■ Record excerpts
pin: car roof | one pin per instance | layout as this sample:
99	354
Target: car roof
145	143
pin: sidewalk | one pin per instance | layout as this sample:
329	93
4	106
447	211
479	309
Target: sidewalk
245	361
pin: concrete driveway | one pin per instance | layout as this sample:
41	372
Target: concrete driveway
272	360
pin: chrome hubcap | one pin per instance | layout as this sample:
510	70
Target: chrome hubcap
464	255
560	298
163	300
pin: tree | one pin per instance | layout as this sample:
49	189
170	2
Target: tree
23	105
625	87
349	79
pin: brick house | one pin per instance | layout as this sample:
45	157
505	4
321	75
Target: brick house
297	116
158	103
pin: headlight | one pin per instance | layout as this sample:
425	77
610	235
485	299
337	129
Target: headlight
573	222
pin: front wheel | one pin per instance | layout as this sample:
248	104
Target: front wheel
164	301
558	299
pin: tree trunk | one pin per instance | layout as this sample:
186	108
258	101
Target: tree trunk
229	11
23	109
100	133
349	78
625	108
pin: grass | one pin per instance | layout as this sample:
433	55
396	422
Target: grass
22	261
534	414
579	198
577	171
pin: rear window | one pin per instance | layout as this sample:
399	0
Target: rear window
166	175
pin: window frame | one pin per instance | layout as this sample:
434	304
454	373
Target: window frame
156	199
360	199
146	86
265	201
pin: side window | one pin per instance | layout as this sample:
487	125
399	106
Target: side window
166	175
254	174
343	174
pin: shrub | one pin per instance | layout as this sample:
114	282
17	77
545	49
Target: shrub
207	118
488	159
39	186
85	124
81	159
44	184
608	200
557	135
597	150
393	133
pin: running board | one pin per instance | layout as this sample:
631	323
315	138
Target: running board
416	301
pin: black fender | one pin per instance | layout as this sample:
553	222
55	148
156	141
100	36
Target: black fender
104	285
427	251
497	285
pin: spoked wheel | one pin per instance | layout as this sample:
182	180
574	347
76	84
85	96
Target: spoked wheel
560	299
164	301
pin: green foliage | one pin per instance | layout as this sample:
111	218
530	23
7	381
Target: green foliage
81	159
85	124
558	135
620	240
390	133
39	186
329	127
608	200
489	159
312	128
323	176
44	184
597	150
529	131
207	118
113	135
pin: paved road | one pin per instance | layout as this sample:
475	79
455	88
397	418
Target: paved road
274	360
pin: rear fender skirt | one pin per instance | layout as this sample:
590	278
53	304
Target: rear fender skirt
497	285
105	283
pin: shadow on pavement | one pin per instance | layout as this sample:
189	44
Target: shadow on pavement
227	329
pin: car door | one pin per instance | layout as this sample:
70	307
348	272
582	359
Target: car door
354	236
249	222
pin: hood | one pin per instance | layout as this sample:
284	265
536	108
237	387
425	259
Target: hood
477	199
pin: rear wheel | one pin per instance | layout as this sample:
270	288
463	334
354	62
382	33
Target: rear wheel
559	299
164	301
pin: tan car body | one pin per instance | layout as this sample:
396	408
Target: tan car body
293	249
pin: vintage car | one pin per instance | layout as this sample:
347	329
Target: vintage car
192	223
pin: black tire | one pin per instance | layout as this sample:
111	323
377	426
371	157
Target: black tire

■ To be done
Reproduce the entries above in full, verbatim.

■ Worked answer
pin: car roof | one pin per instance | layout as this sample:
99	354
Target: car roof
145	143
pin: sidewalk | one pin per instance | layout as this sample:
329	93
4	106
447	211
479	309
Target: sidewalk
245	361
pin: concrete driveway | one pin per instance | layout as this sample:
41	372
Target: concrete driveway
272	360
pin: chrome hubcap | one pin per instance | layout as this sample:
510	70
Target: chrome hubcap
464	255
560	298
163	300
pin: tree | one pin per instance | layout as this sample:
49	189
170	2
Target: tree
23	105
625	87
349	79
pin: brick house | one pin per instance | layout as this sample:
45	157
505	4
321	75
Target: brick house
297	116
158	103
pin: headlight | one pin per instance | layout as this sample:
425	77
610	235
485	299
337	129
Target: headlight
573	222
pin: front wheel | one pin per instance | layout as this sample:
248	104
Target: front wheel
164	301
558	299
pin: tree trunk | one pin per instance | layout as this sample:
186	108
258	101
Target: tree trunk
229	11
23	109
100	133
349	78
625	108
pin: grass | one pin per instance | layout as this sample:
433	55
396	422
Target: grass
22	261
534	414
579	198
577	171
pin: rear window | one pin per instance | layout as this sample:
399	0
Target: rear window
166	175
pin: window frame | one pin per instance | layout as this sample:
434	304
454	373
Target: window frame
156	199
360	199
146	86
265	201
pin: side window | one pin per instance | layout as this sample:
487	125
399	106
Target: side window
166	175
254	174
343	174
pin: shrub | one pin per instance | layout as this sample:
114	282
17	77
545	49
Target: shrub
207	118
488	159
39	186
85	124
81	159
44	184
608	200
557	135
597	150
393	133
pin: running board | one pin per instance | layout as this sample:
631	323
315	138
Target: running board
416	301
pin: black fender | one pin per instance | layout as this sample:
553	222
55	148
156	141
100	36
Target: black fender
104	285
427	251
497	285
pin: spoked wheel | one pin per instance | layout as this sample:
182	180
574	347
76	84
85	96
Target: spoked wheel
560	299
164	301
pin: green foliage | one pin per instance | layout as this sample:
111	218
530	23
7	381
Target: green foliage
81	159
85	124
558	135
620	240
390	133
39	186
329	127
608	200
489	159
312	128
323	176
44	184
597	150
529	131
207	118
113	135
pin: paved road | one pin per instance | layout as this sample:
475	79
455	88
397	418
Target: paved road
274	360
pin: rear fender skirt | one pin per instance | layout as this sample:
590	278
53	304
Target: rear fender skirt
497	285
105	283
pin: shadow on pavement | one pin per instance | layout as this sample:
189	44
Target: shadow on pavement
227	329
pin: car door | one pin per instance | layout as this sample:
70	307
348	272
582	359
Target: car door
354	236
249	222
pin: hood | one pin per instance | layout as this sample:
284	265
536	108
237	387
425	259
Target: hood
477	199
pin: rear wheel | one pin per instance | layout as this sample:
270	288
463	334
354	62
382	33
Target: rear wheel
559	299
164	301
pin: tan car body | one pin per instance | layout as this sample:
396	408
Target: tan car body
293	249
pin: vintage car | one pin per instance | layout as this sample:
347	329
Target: vintage car
192	223
pin: black tire | one pin per instance | layout as this sample:
111	323
377	426
371	157
Target: black tire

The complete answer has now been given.